Par un mémoire enregistré le 11 juin 2015, le ministre des finances et des comptes publics maintient ses conclusions tendant au rejet de la requête en faisant valoir que le Conseil d'Etat a confirmé la conventionnalité des dispositions contestées en matière de départ anticipé à la retraite et de bonifications pour enfant.


Vu les autres pièces du dossier.

Vu :
- le traité instituant la Communauté européenne ;
- le traité sur le fonctionnement de l'Union européenne ;
- le code des pensions civiles et militaires de retraite ;
- la loi n° 2003-775 du 21 août 2003 ;
- la loi n° 2004-1485 du 30 décembre 2004 ;
- la loi n° 2010-1330 du 9 novembre 2010 ;
- la décision C-173/13 du 17 juillet 2014 de la Cour de justice de l'Union européenne ;
- le code de justice administrative.

Les parties ont été régulièrement averties du jour de l'audience.

Ont été entendus au cours de l'audience publique :
- le rapport de M. Drouet ;
- les conclusions de M. Clément, rapporteur public ;
- les observations de MeC..., représentant M. et MmeB....

Une note en délibéré présentée par M. et Mme B...a été enregistrée le 22 septembre 2015.

Données fournies:

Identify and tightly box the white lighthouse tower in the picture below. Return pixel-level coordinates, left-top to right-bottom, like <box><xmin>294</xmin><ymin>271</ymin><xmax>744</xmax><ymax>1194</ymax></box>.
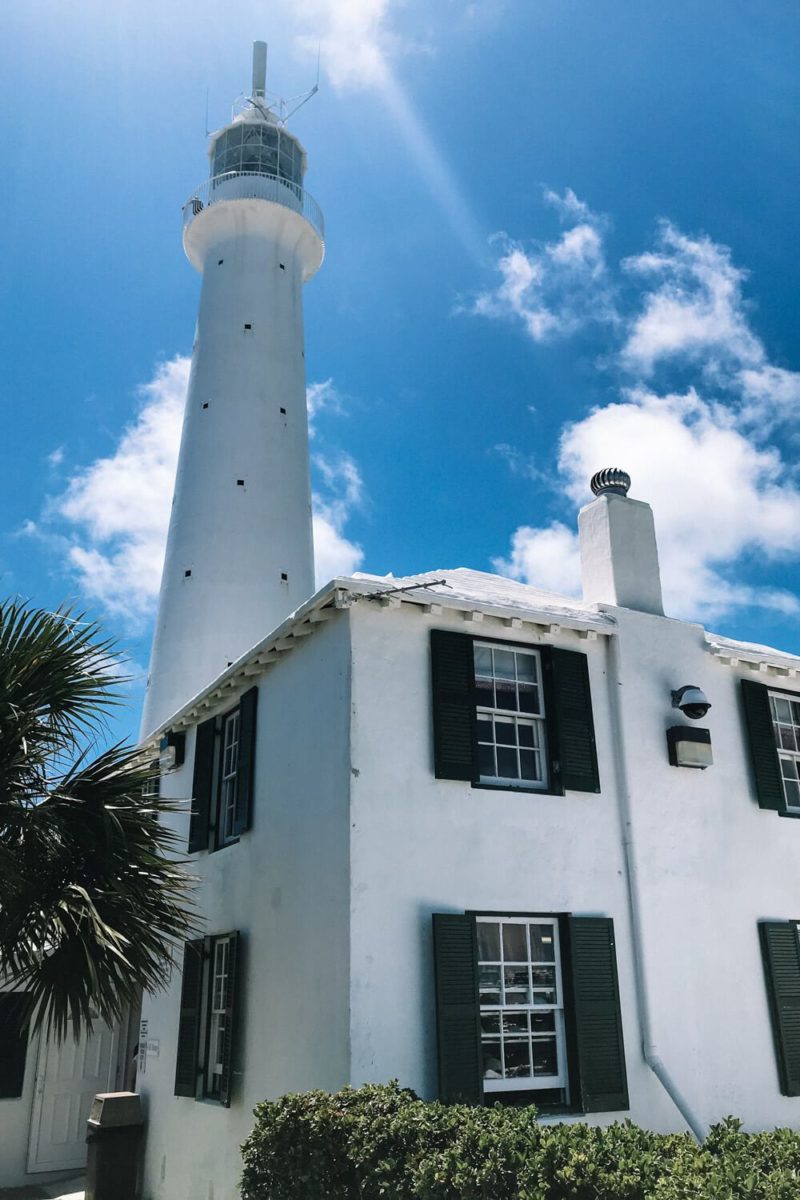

Travail demandé:
1) Relevez toutes les lois citées dans l'extrait de décision, avec leur numéro et leur date.
2) Reprenez le passage de l'extrait de décision qui va de « Les parties ont » jusqu'à « M. et MmeB.... », en changeant « régulièrement » en « dûment ».
Les lignes fournies ne servent à rien pour cet exercice.

Réponses attendues:
1)
- loi n° 2003-775 du 21 août 2003
- loi n° 2004-1485 du 30 décembre 2004
- loi n° 2010-1330 du 9 novembre 2010

2)
Les parties ont été dûment averties du jour de l'audience.

Ont été entendus au cours de l'audience publique :
- le rapport de M. Drouet ;
- les conclusions de M. Clément, rapporteur public ;
- les observations de MeC..., représentant M. et MmeB....